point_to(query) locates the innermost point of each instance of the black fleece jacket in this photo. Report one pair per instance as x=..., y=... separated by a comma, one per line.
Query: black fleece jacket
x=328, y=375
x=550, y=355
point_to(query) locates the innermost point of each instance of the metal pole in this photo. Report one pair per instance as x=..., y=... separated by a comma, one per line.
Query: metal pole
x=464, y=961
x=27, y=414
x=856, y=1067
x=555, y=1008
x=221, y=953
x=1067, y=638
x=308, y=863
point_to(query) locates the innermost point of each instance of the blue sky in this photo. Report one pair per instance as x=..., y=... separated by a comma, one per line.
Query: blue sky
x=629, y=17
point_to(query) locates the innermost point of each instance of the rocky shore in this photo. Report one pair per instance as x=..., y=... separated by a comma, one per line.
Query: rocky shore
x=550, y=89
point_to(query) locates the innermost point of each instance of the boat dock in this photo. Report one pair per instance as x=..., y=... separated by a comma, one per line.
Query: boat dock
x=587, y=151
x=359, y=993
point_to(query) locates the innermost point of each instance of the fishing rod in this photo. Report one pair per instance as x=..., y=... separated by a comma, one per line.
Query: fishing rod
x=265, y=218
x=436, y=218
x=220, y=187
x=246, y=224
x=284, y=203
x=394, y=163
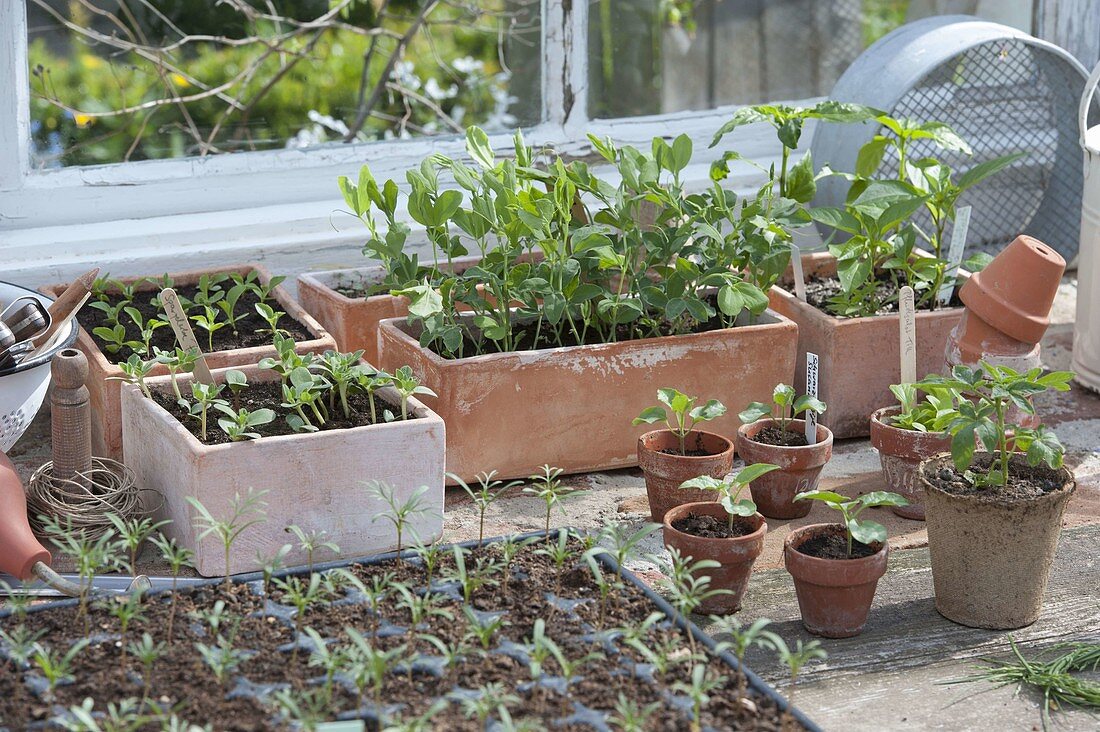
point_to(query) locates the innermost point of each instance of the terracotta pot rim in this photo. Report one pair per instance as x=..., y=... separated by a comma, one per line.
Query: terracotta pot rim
x=877, y=418
x=774, y=321
x=792, y=541
x=827, y=440
x=710, y=507
x=996, y=501
x=686, y=458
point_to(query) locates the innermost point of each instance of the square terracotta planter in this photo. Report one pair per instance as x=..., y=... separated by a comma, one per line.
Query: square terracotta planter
x=571, y=407
x=106, y=405
x=859, y=357
x=315, y=480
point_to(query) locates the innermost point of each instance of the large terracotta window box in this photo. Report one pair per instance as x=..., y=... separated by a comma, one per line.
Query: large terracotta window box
x=314, y=480
x=571, y=407
x=102, y=374
x=859, y=357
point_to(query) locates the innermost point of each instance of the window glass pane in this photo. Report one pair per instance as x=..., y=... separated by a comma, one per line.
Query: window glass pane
x=652, y=56
x=117, y=80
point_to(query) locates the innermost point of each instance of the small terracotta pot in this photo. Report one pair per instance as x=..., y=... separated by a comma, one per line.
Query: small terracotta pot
x=900, y=455
x=834, y=594
x=664, y=472
x=799, y=468
x=990, y=557
x=736, y=555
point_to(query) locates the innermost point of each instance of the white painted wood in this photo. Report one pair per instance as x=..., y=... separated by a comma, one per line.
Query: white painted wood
x=14, y=97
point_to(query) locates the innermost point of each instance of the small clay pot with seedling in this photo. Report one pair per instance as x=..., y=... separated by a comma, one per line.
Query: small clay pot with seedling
x=728, y=532
x=909, y=433
x=772, y=434
x=1000, y=507
x=836, y=567
x=679, y=452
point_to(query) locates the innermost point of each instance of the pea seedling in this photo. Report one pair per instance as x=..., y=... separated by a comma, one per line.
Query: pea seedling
x=783, y=407
x=684, y=413
x=865, y=532
x=729, y=489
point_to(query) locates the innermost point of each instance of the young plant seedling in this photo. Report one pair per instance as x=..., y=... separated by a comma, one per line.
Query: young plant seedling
x=729, y=489
x=548, y=488
x=176, y=557
x=989, y=391
x=865, y=532
x=685, y=415
x=244, y=512
x=784, y=406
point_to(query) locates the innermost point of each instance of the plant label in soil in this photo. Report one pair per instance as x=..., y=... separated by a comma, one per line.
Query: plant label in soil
x=812, y=368
x=800, y=276
x=954, y=254
x=906, y=308
x=177, y=318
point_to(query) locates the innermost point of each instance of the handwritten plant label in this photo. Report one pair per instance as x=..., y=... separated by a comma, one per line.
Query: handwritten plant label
x=908, y=335
x=177, y=318
x=954, y=254
x=800, y=276
x=813, y=367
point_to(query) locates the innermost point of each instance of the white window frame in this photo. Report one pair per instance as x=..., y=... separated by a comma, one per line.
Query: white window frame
x=281, y=206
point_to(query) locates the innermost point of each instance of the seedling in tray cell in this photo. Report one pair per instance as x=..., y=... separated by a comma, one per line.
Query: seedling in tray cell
x=684, y=413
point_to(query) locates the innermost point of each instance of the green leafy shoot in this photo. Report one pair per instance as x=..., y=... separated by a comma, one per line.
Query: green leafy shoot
x=685, y=415
x=729, y=489
x=784, y=406
x=865, y=532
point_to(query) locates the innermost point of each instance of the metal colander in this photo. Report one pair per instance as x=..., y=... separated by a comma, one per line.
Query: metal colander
x=1003, y=91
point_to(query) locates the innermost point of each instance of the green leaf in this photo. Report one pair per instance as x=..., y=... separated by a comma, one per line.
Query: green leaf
x=650, y=415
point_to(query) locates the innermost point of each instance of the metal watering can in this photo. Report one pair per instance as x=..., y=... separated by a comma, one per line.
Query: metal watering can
x=1087, y=326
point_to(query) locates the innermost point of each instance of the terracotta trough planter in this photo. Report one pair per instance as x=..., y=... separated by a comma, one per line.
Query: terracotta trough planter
x=859, y=357
x=572, y=406
x=664, y=472
x=991, y=558
x=834, y=594
x=800, y=467
x=105, y=400
x=736, y=555
x=900, y=455
x=315, y=480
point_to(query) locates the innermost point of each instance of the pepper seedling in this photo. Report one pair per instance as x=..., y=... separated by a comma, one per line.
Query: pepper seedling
x=865, y=532
x=729, y=489
x=784, y=407
x=684, y=413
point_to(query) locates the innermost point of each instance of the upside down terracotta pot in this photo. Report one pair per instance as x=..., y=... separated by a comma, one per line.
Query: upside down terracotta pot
x=1008, y=306
x=990, y=556
x=735, y=555
x=900, y=456
x=800, y=467
x=834, y=594
x=664, y=469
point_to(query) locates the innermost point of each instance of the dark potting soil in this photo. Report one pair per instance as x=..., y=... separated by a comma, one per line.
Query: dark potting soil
x=265, y=631
x=1025, y=482
x=820, y=290
x=780, y=437
x=834, y=545
x=251, y=328
x=713, y=528
x=260, y=395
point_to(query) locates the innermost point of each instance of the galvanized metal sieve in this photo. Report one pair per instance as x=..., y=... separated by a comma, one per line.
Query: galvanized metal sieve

## Your goal
Reproduce the rows above without changes, starting at the line that contains "the metal pole" and ending with the line that contains "x=117, y=80", both included. Leave out any pictures.

## Written answer
point_to(query) locates the innermost point of each instance of the metal pole in this photo. Report one pair per instance as x=..., y=... separated by a comma, one per line.
Query: metal pole
x=464, y=961
x=27, y=414
x=856, y=1067
x=555, y=1008
x=221, y=953
x=1067, y=638
x=308, y=863
point_to(query) locates the innermost point of each instance of the blue sky in this photo. Report one pair per instance as x=..., y=... separated by a comma, one per line.
Query: blue sky
x=629, y=17
point_to(query) locates the innermost point of each instance of the rocky shore in this photo. Report one pair per instance as x=..., y=... separated by a comma, one per line.
Query: rocky shore
x=550, y=89
point_to(query) locates the innermost point of each instance of the boat dock in this photo. Report one pair per instance as x=..., y=... separated by a comma, one per line.
Query: boat dock
x=587, y=151
x=359, y=993
point_to(query) locates the innermost point of each instance of the fishing rod in this photo. Report one pair per instance as x=..., y=... separated by a comma, one per line.
Query: fishing rod
x=265, y=218
x=436, y=218
x=220, y=187
x=246, y=224
x=284, y=203
x=394, y=163
point_to(query) locates the innermost point of each instance of the terracotta pot rim in this photo. Report one pair per instance as x=..., y=... separated by a comma, one per line.
Query: terracotta pot rim
x=877, y=418
x=774, y=321
x=792, y=541
x=827, y=440
x=710, y=507
x=996, y=501
x=686, y=458
point_to(query) locates the innermost point of each instance of the square terracotta planter in this photo. Report one pair per instance as x=..., y=... separated by a comma, one per line.
Query: square terracotta planter
x=571, y=407
x=106, y=405
x=859, y=357
x=315, y=480
point_to(query) locates the innermost point of each instance of the large terracotta window box in this photo. Report one pair per instance as x=..., y=... separated by a comma, one per line.
Query: large terracotta window box
x=314, y=480
x=571, y=407
x=102, y=374
x=859, y=357
point_to(query) locates the innermost point of each instance of the window glass pane in this photo. Report one pair per instance as x=..., y=... separated by a comma, one per line.
Query: window glass pane
x=652, y=56
x=117, y=80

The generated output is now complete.